- **YOUR INSTRUCTIONS**:
Convert all of the material below into a numbered list with one item per line, omitting any blank lines.

- **Raw records**:
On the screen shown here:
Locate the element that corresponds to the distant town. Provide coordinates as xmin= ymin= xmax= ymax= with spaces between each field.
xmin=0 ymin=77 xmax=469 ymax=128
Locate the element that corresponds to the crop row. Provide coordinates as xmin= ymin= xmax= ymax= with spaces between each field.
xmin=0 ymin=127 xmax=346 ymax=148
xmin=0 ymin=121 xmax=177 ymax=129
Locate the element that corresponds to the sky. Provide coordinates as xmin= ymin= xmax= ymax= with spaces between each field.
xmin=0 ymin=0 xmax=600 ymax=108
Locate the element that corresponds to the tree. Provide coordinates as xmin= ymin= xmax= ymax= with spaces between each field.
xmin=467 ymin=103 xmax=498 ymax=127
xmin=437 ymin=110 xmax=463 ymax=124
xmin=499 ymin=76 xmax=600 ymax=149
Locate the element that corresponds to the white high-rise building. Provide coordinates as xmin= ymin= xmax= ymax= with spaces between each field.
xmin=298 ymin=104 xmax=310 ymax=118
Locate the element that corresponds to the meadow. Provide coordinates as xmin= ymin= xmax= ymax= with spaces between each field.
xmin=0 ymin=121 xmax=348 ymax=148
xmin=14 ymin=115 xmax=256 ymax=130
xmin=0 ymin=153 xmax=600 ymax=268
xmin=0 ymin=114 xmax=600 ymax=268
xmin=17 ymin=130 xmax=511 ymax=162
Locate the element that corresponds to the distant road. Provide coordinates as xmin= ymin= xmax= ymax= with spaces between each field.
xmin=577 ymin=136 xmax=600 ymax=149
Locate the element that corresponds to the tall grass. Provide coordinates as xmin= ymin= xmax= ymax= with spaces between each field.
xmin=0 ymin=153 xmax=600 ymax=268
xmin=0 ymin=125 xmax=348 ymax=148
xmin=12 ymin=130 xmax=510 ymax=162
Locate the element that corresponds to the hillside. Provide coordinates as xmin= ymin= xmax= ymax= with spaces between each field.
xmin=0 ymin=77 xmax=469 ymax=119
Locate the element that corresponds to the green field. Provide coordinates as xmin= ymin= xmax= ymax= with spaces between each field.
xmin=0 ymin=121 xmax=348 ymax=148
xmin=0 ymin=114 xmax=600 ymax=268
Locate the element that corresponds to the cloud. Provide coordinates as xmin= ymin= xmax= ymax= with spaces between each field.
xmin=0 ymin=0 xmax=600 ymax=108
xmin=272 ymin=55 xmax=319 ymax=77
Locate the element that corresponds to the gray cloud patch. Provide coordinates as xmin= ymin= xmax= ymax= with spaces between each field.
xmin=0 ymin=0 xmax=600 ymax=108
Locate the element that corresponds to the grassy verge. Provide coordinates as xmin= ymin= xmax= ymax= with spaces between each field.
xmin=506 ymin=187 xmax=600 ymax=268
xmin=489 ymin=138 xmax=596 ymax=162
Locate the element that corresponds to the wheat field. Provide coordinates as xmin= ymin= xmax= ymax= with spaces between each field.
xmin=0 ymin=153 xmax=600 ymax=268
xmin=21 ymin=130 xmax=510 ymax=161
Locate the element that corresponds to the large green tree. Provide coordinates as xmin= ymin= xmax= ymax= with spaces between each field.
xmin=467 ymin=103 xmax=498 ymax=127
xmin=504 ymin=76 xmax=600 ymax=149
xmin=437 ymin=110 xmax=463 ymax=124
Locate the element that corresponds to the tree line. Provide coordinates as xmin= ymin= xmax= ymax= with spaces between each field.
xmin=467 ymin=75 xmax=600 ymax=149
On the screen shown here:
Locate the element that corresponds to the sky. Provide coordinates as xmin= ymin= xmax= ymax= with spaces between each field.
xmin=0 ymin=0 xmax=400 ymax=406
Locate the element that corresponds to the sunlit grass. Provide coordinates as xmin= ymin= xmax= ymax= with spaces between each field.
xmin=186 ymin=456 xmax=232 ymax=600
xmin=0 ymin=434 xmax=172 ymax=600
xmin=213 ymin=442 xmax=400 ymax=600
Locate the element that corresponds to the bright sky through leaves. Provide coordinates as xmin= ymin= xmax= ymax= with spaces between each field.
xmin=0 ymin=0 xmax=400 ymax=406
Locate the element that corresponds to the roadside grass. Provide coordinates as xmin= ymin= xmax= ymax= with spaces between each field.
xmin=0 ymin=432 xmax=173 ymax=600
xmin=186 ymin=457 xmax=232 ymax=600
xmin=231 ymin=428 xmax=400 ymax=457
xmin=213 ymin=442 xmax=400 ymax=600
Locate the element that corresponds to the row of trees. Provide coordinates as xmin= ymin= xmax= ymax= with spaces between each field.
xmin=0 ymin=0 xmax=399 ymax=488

- **COMPLETE RESPONSE**:
1. On the screen shown here:
2. Locate the element that corresponds to the distant town. Provide coordinates as xmin= ymin= xmax= ymax= with spaces between each field.
3. xmin=0 ymin=77 xmax=469 ymax=128
4. Locate the element that corresponds to the crop row. Provide coordinates as xmin= ymin= xmax= ymax= with spaces between each field.
5. xmin=0 ymin=127 xmax=346 ymax=148
6. xmin=0 ymin=121 xmax=177 ymax=129
7. Locate the element that corresponds to the sky. Provide coordinates as xmin= ymin= xmax= ymax= with spaces between each field.
8. xmin=0 ymin=0 xmax=600 ymax=108
9. Locate the element that corresponds to the tree. Provide coordinates as xmin= ymin= xmax= ymax= with spaces between each field.
10. xmin=467 ymin=103 xmax=498 ymax=127
11. xmin=437 ymin=110 xmax=463 ymax=124
12. xmin=499 ymin=76 xmax=600 ymax=149
13. Locate the element that corresponds to the white high-rise building. Provide coordinates as xmin= ymin= xmax= ymax= with spaces between each field.
14. xmin=298 ymin=104 xmax=310 ymax=118
15. Locate the element that corresponds to the meadow. Provide coordinates as xmin= ymin= xmax= ymax= with spaces between each field.
16. xmin=0 ymin=121 xmax=348 ymax=148
17. xmin=14 ymin=115 xmax=256 ymax=130
18. xmin=0 ymin=153 xmax=600 ymax=268
19. xmin=0 ymin=114 xmax=600 ymax=268
20. xmin=17 ymin=130 xmax=511 ymax=162
21. Locate the element that corresponds to the distant road. Provide coordinates as xmin= ymin= xmax= ymax= with spaces between each field.
22. xmin=577 ymin=136 xmax=600 ymax=149
23. Locate the element that corresponds to the tall grass. Provide coordinates as xmin= ymin= xmax= ymax= with spaces between each field.
24. xmin=0 ymin=153 xmax=600 ymax=268
25. xmin=0 ymin=125 xmax=348 ymax=148
26. xmin=12 ymin=130 xmax=510 ymax=162
27. Locate the element that corresponds to the hillside. Provide coordinates as xmin= ymin= xmax= ymax= with spaces between each field.
28. xmin=0 ymin=77 xmax=469 ymax=119
29. Locate the element that corresponds to the green field. Provide coordinates as xmin= ymin= xmax= ymax= with spaces between each field.
30. xmin=0 ymin=121 xmax=348 ymax=148
31. xmin=0 ymin=114 xmax=600 ymax=268
32. Locate the element that corresponds to the cloud. Provide coordinates as xmin= ymin= xmax= ymax= with spaces between each field.
33. xmin=0 ymin=0 xmax=600 ymax=108
34. xmin=272 ymin=55 xmax=319 ymax=77
35. Locate the element that corresponds to the gray cloud patch. Provide coordinates as xmin= ymin= xmax= ymax= with spaces between each field.
36. xmin=0 ymin=0 xmax=600 ymax=108
37. Locate the element that corresponds to the grassy verge. Provide coordinates as xmin= ymin= xmax= ymax= with spaces between each field.
38. xmin=506 ymin=187 xmax=600 ymax=268
39. xmin=489 ymin=138 xmax=596 ymax=162
40. Locate the element that corresponds to the wheat field. Provide coordinates as xmin= ymin= xmax= ymax= with spaces between each field.
41. xmin=0 ymin=153 xmax=600 ymax=268
42. xmin=21 ymin=130 xmax=510 ymax=161
43. Locate the element that corresponds to the large green tree. Provide coordinates as xmin= ymin= xmax= ymax= with spaces between each field.
44. xmin=467 ymin=103 xmax=498 ymax=127
45. xmin=504 ymin=76 xmax=600 ymax=149
46. xmin=437 ymin=110 xmax=463 ymax=124
47. Locate the element that corresponds to the tree line. Provide coordinates as xmin= ymin= xmax= ymax= with spaces between each field.
48. xmin=467 ymin=75 xmax=600 ymax=149
49. On the screen shown here:
50. Locate the element that corresponds to the sky. Provide coordinates as xmin= ymin= xmax= ymax= with spaces between each field.
51. xmin=0 ymin=0 xmax=400 ymax=406
52. Locate the element that corresponds to the sunlit grass. Provide coordinates as xmin= ymin= xmax= ymax= with spaces between each field.
53. xmin=186 ymin=456 xmax=232 ymax=600
54. xmin=0 ymin=434 xmax=172 ymax=600
55. xmin=213 ymin=442 xmax=400 ymax=600
56. Locate the element that corresponds to the bright sky through leaves. Provide coordinates as xmin= ymin= xmax= ymax= with spaces between each field.
57. xmin=0 ymin=0 xmax=400 ymax=406
58. Locate the element that corresponds to the roadside grass. Provide coordinates as xmin= ymin= xmax= ymax= with spaces between each field.
59. xmin=0 ymin=432 xmax=173 ymax=600
60. xmin=186 ymin=457 xmax=232 ymax=600
61. xmin=231 ymin=428 xmax=400 ymax=457
62. xmin=213 ymin=442 xmax=400 ymax=600
63. Locate the element that corresponds to the row of trees. Provide coordinates as xmin= ymin= xmax= ymax= with spaces between each field.
64. xmin=0 ymin=0 xmax=399 ymax=488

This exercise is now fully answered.